### AUSZUG ZUM LESEN
****
- Kultur
- Musik
Funkmusik in Brasilien: »Wir haben die Regierung zerstört«
Funkmusik in Brasilien wurde zur Stimme der Marginalisierten in den Armenvierteln. Immer mehr Frauen erkämpfen sich darin ihren Platz
Magra, clara e alta / Miss beleza universal / É ditadura ia! / Quanta opressão (Dünn, weiß und groß / Miss Universal Beauty / Das ist schon Diktatur! / Eine solche Unterdrückung), singt Doralyce bei einem Konzert in Rio de Janeiro. Die Sängerin steht in einem weißen Body und mit Glitzerstrumpfhose auf einer kleinen Bühne. Mit ihren silbernen Stiefeln und den langen, dunklen Locken hat sie eine einnehmende Präsenz. Der Funk-Song »Miss Beleza Universal« hat Doralyce 2018 berühmt gemacht, bis heute ist das Lied das bekannteste der 33-Jährigen. Der Song kritisiert, welchen Schönheitsbildern Frauen vermeintlich folgen müssen.
Das Publikum tobt, als Doralyce zu den harten Funkbeats langsam in die Knie geht, die Hüfte hochzieht, erst links, dann kippt sie das Becken nach vorne. Dann rechts und sie kippt das Becken nach hinten. Im Rhythmus schwenkt sie ihren Hintern. »Ich habe das Lied in einem traurigen, einem Moment der Unterdrückung geschrieben«, sagt sie. Ein Mann, mit dem sie ausging, hatte zu ihr gesagt, sie sähe dick aus in dem Kleid, das sie an dem Abend trug, und ihre Haare seien komisch. Daraufhin wurde Doralyce wütend und schrieb den Song.
Mit vollem Namen heißt sie eigentlich Doralyce Gonzaga, ihren Nachnamen nutzt sie aber nicht mehr, der sei »Teil des Patriarchats« und steht heute nicht einmal mehr auf ihrem Führerschein. Ursprünglich kommt sie aus Pernambuco im Nordosten von Brasilien. »Funk ist für mich eine Form von Empowerment der Frau«, sagt die Sängerin. »Frauen und Marginalisierte erkämpfen sich darin einen Platz, die Musik ist ein Werkzeug in diesem Kampf.« Deswegen sei Funk das logische Genre für »Miss Beleza Universal« gewesen.
Nicht jede*r würde bei Brazilian Funk als erstes an Feminismus denken. Ab den 70ern schwappte US-amerikanischer Funk nach Brasilien. Die starken Beats und die eingängigen Tanzschritte machten den Musikstil in Rio schnell zum Erfolg. In den 80ern erreichte Funk die Armenviertel der Stadt, die sogenannten Favelas. Erst dort entwickelte sich dann ein eigener Musikstil daraus, ein elektronischer Beat kam dazu, eine Mischung aus dem Funk und Soul der Vereinigten Staaten zur Zeit von James Brown, dem Hardrock von Kiss und der damaligen deutschen Elektro-Avantgarde von Kraftwerk – so hat es Wagner Dominguse da Costa, besser bekannt als Mr. Catra, mal beschrieben.
****
### BEREITGESTELLTE ANGABEN
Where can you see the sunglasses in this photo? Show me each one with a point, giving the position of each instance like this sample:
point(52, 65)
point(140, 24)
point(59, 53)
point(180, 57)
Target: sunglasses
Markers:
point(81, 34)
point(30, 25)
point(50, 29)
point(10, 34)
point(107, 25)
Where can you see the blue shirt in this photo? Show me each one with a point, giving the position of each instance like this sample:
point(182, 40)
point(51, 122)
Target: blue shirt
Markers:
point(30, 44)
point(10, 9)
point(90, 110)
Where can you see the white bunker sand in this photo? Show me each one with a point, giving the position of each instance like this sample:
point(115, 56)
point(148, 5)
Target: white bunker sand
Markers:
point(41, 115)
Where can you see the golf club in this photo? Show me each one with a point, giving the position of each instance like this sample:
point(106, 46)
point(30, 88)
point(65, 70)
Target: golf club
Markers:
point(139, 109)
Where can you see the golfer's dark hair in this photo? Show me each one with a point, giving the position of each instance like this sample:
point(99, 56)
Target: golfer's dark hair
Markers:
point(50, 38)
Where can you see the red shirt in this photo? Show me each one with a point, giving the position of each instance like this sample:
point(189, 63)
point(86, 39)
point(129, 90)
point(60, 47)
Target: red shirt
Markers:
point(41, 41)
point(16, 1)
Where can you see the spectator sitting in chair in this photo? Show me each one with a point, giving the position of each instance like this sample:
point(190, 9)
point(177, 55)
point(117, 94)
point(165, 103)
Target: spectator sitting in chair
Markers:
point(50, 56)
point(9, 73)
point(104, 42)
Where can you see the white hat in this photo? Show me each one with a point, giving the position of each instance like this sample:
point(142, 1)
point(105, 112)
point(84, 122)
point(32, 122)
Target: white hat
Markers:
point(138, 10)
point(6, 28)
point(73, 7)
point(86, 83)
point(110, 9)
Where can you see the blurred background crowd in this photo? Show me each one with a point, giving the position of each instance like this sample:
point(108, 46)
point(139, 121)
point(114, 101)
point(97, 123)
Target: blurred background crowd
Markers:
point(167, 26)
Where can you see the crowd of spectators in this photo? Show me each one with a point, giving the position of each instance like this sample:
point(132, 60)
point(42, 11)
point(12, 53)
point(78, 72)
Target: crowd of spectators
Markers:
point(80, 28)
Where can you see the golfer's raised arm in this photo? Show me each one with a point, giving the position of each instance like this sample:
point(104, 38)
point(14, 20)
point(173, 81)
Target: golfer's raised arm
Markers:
****
### HERAUSFORDERUNG A
Ändere bitte einen Abschnitt aus dem Text zur Funkmusik in Brasilien: Gib ihn beginnend mit „Das Publikum tobt, als“ und weiter bis „schrieb den Song.“ wieder und setze dabei „Gesäß“ an die Stelle von „Becken“.
### HERAUSFORDERUNG B
Prüfe für jede Aussage, ob sie mit dem Text zur Funkmusik in Brasilien übereinstimmt, und belege dein Ja oder Nein mit dem wörtlichen Zitat.
(i) Doralyce stammt ursprünglich aus Pernambuco.
(ii) Der Song „Miss Beleza Universal“ hat Doralyce 2015 berühmt gemacht.
(iii) Funk erreichte die Favelas von Rio in den 70ern.
Die Auflistung wird zum Bearbeiten nicht benötigt.

### ERGEBNIS DER ÜBUNG A
Das Publikum tobt, als Doralyce zu den harten Funkbeats langsam in die Knie geht, die Hüfte hochzieht, erst links, dann kippt sie das Gesäß nach vorne. Dann rechts und sie kippt das Gesäß nach hinten. Im Rhythmus schwenkt sie ihren Hintern. »Ich habe das Lied in einem traurigen, einem Moment der Unterdrückung geschrieben«, sagt sie. Ein Mann, mit dem sie ausging, hatte zu ihr gesagt, sie sähe dick aus in dem Kleid, das sie an dem Abend trug, und ihre Haare seien komisch. Daraufhin wurde Doralyce wütend und schrieb den Song.

### ERGEBNIS DER ÜBUNG B
(i) Ja: „Ursprünglich kommt sie aus Pernambuco im Nordosten von Brasilien.“
(ii) Nein: „Der Funk-Song »Miss Beleza Universal« hat Doralyce 2018 berühmt gemacht“
(iii) Nein: „In den 80ern erreichte Funk die Armenviertel der Stadt, die sogenannten Favelas.“